» Your instructions: From the line with "The service MUST" down to the final line of the material below, quote every line exactly and leave out all lines before it.

» Extracted records:

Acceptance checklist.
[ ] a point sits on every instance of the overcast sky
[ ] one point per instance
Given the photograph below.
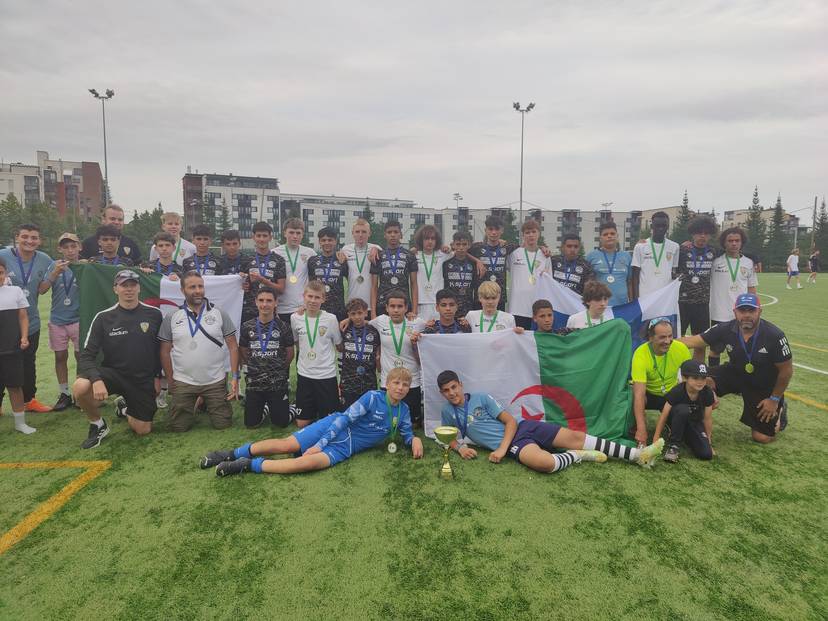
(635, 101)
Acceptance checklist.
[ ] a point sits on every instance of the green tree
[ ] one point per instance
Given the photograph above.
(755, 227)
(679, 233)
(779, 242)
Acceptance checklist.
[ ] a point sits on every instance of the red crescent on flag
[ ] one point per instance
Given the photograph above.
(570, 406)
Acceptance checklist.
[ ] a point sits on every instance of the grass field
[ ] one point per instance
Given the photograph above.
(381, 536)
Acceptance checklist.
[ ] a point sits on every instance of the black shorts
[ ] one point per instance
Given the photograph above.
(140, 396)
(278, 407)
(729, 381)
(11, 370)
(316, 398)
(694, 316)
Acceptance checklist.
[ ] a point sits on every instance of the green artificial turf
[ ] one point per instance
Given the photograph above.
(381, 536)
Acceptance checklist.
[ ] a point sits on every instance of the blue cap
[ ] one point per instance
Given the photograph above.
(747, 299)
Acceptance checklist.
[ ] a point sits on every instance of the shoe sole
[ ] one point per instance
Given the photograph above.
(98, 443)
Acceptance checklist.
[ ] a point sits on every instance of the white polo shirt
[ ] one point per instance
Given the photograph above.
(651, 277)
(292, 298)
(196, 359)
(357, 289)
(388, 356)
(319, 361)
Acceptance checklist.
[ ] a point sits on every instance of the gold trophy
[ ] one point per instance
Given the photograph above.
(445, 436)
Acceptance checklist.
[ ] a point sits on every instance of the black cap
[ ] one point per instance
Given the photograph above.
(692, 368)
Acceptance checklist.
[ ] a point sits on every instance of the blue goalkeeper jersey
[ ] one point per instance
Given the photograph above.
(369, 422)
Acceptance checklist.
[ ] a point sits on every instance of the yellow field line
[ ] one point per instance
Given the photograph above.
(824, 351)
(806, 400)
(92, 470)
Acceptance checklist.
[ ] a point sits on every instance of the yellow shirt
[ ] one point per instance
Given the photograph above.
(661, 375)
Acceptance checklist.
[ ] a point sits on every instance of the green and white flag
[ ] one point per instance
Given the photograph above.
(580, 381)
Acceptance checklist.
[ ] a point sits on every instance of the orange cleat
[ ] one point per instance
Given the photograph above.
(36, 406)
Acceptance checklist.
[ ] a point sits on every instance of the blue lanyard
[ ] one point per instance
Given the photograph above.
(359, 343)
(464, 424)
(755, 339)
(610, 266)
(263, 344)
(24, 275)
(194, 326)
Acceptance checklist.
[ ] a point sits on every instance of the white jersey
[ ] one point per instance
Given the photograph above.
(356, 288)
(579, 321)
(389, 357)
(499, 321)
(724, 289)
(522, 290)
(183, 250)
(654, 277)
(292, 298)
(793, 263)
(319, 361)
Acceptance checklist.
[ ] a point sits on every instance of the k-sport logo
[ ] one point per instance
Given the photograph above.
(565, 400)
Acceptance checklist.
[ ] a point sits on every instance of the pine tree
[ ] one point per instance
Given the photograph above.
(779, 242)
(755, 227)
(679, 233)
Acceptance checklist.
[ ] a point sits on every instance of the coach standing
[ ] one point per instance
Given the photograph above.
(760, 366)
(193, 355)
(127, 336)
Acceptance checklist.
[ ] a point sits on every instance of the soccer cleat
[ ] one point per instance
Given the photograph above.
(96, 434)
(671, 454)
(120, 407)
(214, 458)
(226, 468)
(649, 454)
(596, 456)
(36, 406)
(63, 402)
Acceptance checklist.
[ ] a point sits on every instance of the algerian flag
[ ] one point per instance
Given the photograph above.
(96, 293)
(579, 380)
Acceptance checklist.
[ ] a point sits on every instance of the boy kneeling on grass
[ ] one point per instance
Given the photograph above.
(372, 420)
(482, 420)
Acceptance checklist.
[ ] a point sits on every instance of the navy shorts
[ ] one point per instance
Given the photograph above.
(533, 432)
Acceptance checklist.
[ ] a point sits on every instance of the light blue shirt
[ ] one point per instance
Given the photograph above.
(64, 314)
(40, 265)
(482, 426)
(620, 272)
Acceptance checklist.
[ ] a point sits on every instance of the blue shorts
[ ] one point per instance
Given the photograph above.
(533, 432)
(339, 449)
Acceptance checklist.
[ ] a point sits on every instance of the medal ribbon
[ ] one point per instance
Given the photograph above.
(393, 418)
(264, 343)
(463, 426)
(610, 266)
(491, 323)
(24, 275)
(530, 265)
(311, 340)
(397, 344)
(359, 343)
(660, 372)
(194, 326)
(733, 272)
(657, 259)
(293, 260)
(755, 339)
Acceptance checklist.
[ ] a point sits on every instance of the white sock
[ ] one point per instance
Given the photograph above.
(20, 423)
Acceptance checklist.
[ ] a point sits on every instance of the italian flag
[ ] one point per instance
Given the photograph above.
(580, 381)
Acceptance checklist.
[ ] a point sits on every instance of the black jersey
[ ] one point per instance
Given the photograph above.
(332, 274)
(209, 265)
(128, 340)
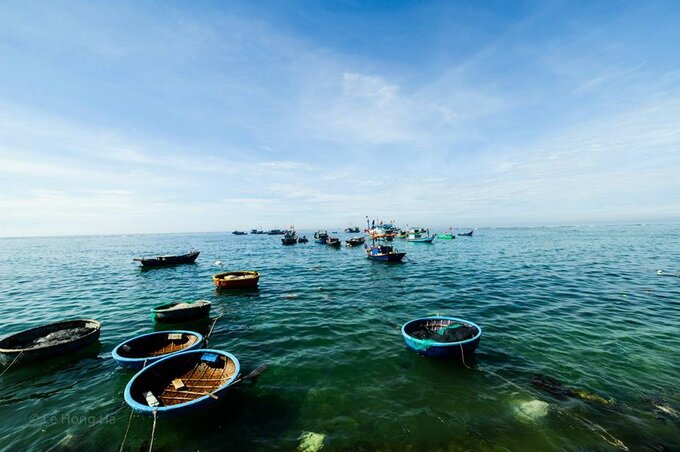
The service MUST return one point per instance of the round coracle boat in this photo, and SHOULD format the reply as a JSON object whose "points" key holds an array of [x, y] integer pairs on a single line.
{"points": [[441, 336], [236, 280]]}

» Written reply:
The service MUST return one point per instance of the round coracle boat in this photo, and SHOULD format the reply as a JSON object whose "points" key holds an array of [x, y] integer pairs on a single line.
{"points": [[441, 336], [236, 280]]}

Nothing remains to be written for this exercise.